====== Extracted text

When the End Began (stylized in Braille as ⠱⠢ ⠮ ⠢⠙ ⠆⠛⠁⠝) is the third studio album by American metalcore band Silent Planet. The album was released on November 2, 2018, through UNFD and Solid State Records. It was co-produced by Will Putney and Spencer Keene. This is the first album to feature Mitchell Stark as the only guitarist.

Background and promotion
On June 15, 2018, the band released "Northern Fires (Guernica)", which revolves around the Spanish Civil War. On July 17, they unveiled another single titled "Vanity of Sleep", which revolves around modern consumer despair. On August 7, the band announced the album itself and the release date.

On August 17, the third single, "Share the Body", was available with a corresponding music video. On September 14, the group was streaming the fourth single "In Absence". On October 19, one month before the album release, the fifth and final single of the album ,"The New Eternity", came out. On August 18, 2019, the band released an additional song, "Shark Week", a B-side from this album's sessions.

============
====== Provided material

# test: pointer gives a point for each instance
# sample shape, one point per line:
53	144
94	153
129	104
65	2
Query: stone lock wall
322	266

============

• Set exercise A
Answer these questions about the album text:
(i) Through which two labels was the album released?
(ii) What does the single "Vanity of Sleep" revolve around?
(iii) Which single became available on August 17 with a corresponding music video?
• Set exercise B
Rewrite the passage of the album text starting with "Background and promotion" and going on through "the release date.", substituting "Thirty Years' War" for "Spanish Civil War".

• Final result A
(i) UNFD and Solid State Records.
(ii) Modern consumer despair.
(iii) "Share the Body".

• Final result B
Background and promotion
On June 15, 2018, the band released "Northern Fires (Guernica)", which revolves around the Thirty Years' War. On July 17, they unveiled another single titled "Vanity of Sleep", which revolves around modern consumer despair. On August 7, the band announced the album itself and the release date.